#### Opdracht:
Vervolg het fragment over de boedelinventaris van Joost Hendrik Ribaut, aansluitend op de laatste zin ervan.

#### Fragment:
- - - - -
Op 27 april 1787 overleed Joost Hendrik Ribaut, "gaarder van 's lands en beschreeve middelen", oftewel de inner van de belastingen. Zijn enige erfgenaam bleek Nicolaas Stelt te wezen, predikant in Etershem en Schaardam. Ten behoeve van Stelt werd na het overlijden van Ribaut een boedelinventaris opgemaakt door notaris Nicolaas Johannes Woordhouder (tevens baljuw en schout).

Zo'n boedelinventaris geeft een interessant inkijkje in het dagelijkse leven van de mensen en wat zij ten tijde van hun overlijden bezaten. De ene boedelinventaris is gedetailleerder dan de andere, maar zeker die van Ribaut is behoorlijk uitputtend beschreven. Nu had Ribaut geen gemiddeld beroep in Bleiswijk (de meesten waren sinds de voltooiing van de droogmaking werkzaam in de landbouw) en behoorde hij, zowel financieel als intellectueel tot de notabelen van Bleiswijk in 1787. In 1795 had Bleiswijk 1131 inwoners, en dat zal acht jaar daarvoor niet veel meer of minder zijn geweest. Zeker is dat Ribaut tot de rijkere inwoners van Bleiswijk behoorde, o.a. af te leiden dat voor zijn begrafenis op 1 mei 1787 f 15,--  aan belastinggeld werd betaald. De meeste mensen werden in Bleiswijk pro deo begraven, omdat zij geen geld bezaten voor een fatsoenlijke grafsteen of zerk, of konden hooguit f 3,-- betalen.
- - - - -
#### Items:
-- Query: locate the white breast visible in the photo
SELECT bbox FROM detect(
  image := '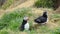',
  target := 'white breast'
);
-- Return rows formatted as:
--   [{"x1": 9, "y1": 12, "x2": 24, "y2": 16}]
[{"x1": 24, "y1": 23, "x2": 29, "y2": 30}]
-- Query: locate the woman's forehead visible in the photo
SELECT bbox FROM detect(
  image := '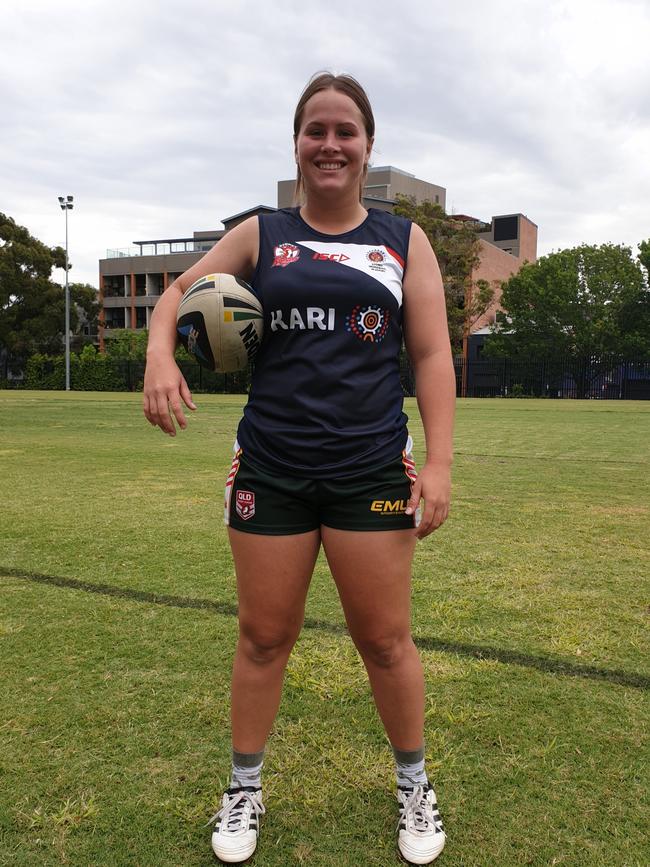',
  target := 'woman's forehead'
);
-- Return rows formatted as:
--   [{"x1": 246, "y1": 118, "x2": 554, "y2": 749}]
[{"x1": 302, "y1": 88, "x2": 364, "y2": 127}]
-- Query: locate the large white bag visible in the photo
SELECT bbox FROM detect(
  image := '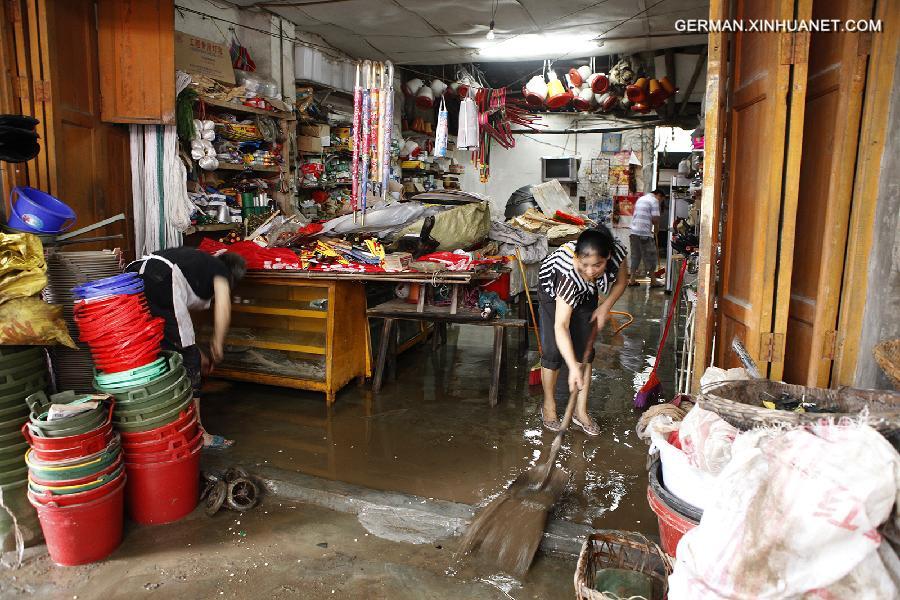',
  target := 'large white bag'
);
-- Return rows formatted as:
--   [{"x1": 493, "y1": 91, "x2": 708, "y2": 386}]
- - - - -
#### Het resultaat:
Ribaut kwam in 1760 van Noordeloos naar Bleiswijk, waar hij zijn bovenvermelde beroep ging uitoefenen. In 1764 trok zijn moeder, Barbara Stelt uit Rotterdam, weduwe van Nicolaas Ribaut, bij hem in.

In 1780 komen wij Ribaut weer expliciet in het archief tegen als hij op 12 augustus 1780 door Arie Wouters werd gemachtigd om names hem zijn huis, erf en brandingsschuurtje in de Hoekeindse Polder, 1e bun (nr. 399 in de verpondingen) te verkopen aan zijn buren aan beide zijden: Francois Willem- en Salomon de Monchy. 1).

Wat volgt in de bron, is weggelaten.